+++ DATA +++
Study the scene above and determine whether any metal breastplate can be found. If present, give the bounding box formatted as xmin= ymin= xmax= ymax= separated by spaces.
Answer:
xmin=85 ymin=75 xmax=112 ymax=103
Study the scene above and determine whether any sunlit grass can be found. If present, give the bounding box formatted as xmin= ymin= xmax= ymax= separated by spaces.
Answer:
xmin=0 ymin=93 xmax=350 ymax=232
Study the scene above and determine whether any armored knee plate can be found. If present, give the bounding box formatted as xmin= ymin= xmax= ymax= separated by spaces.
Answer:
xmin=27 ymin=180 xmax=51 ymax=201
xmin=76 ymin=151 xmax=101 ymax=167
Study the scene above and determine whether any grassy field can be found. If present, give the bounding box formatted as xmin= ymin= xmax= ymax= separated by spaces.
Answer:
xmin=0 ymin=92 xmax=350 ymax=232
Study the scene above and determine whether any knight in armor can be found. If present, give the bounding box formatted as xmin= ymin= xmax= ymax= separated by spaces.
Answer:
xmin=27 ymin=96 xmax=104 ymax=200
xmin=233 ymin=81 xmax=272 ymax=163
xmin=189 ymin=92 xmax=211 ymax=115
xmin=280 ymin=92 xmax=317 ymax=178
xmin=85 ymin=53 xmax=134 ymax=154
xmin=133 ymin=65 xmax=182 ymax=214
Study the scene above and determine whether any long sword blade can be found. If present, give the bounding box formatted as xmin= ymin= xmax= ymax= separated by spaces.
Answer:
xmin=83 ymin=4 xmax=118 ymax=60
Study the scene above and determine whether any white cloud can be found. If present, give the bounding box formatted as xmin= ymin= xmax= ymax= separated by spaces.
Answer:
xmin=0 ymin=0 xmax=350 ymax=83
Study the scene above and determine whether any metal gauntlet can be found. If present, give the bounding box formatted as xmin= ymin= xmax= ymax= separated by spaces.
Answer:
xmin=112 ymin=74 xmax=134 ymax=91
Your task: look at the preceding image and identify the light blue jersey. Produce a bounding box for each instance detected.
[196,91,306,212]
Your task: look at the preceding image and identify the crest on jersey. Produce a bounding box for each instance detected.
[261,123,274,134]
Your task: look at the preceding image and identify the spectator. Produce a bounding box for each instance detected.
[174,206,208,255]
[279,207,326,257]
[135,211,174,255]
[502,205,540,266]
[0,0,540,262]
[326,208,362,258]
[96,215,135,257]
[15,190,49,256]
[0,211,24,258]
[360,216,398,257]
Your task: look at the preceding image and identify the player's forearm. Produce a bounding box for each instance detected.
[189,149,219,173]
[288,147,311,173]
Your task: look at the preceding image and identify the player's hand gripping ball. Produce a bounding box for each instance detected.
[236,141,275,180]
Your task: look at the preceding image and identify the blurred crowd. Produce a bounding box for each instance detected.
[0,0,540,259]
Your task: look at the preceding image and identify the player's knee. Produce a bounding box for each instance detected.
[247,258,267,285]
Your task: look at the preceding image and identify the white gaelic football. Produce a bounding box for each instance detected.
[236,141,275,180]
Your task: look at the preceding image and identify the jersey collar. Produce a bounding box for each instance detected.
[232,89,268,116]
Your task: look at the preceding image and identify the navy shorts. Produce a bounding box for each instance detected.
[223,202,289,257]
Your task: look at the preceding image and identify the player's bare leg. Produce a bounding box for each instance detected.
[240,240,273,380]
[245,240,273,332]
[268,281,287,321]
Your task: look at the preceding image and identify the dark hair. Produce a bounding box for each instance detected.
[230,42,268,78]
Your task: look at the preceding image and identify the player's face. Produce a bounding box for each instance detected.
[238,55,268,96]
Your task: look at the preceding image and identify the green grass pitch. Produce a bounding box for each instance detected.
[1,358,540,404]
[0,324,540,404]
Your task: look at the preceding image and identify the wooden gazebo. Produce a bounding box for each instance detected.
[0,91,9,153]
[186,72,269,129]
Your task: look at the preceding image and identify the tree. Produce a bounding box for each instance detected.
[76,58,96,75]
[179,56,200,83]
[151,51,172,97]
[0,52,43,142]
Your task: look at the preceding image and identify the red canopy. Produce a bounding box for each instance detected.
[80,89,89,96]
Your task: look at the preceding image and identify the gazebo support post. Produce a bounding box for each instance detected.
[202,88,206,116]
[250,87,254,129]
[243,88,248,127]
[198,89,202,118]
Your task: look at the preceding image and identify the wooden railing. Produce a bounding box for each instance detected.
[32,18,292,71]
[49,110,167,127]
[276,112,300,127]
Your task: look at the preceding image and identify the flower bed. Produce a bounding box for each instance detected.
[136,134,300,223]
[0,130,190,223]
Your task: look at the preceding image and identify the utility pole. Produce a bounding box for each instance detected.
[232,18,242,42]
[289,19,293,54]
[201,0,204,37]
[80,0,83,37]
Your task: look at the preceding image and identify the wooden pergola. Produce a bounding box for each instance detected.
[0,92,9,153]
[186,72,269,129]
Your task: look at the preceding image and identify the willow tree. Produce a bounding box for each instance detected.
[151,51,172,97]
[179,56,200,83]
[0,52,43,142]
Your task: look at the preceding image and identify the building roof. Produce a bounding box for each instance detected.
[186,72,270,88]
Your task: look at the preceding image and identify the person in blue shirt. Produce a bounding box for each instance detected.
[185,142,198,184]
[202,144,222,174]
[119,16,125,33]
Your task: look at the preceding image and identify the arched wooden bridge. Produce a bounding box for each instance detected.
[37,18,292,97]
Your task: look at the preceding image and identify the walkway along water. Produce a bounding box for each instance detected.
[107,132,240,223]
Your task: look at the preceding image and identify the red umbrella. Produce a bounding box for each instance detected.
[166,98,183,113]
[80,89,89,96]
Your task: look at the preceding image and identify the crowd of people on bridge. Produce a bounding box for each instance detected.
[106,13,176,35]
+++
WHAT YOU WILL DO: Reproduce the records word for word, starting with the line that contains "Your task: look at the preceding image and identify the gazebo" and going on through the line that contains "[276,112,300,127]", both lines included.

OUTPUT BELOW:
Your task: look at the preceding image and identify the gazebo support post. Produce a bounding box for each instance detected.
[202,88,206,116]
[250,87,254,129]
[243,88,248,127]
[198,89,202,118]
Your task: look at the preceding image and identify the wooden railing. Produce a bounding box for each instance detected.
[32,18,292,71]
[49,110,167,127]
[276,112,300,127]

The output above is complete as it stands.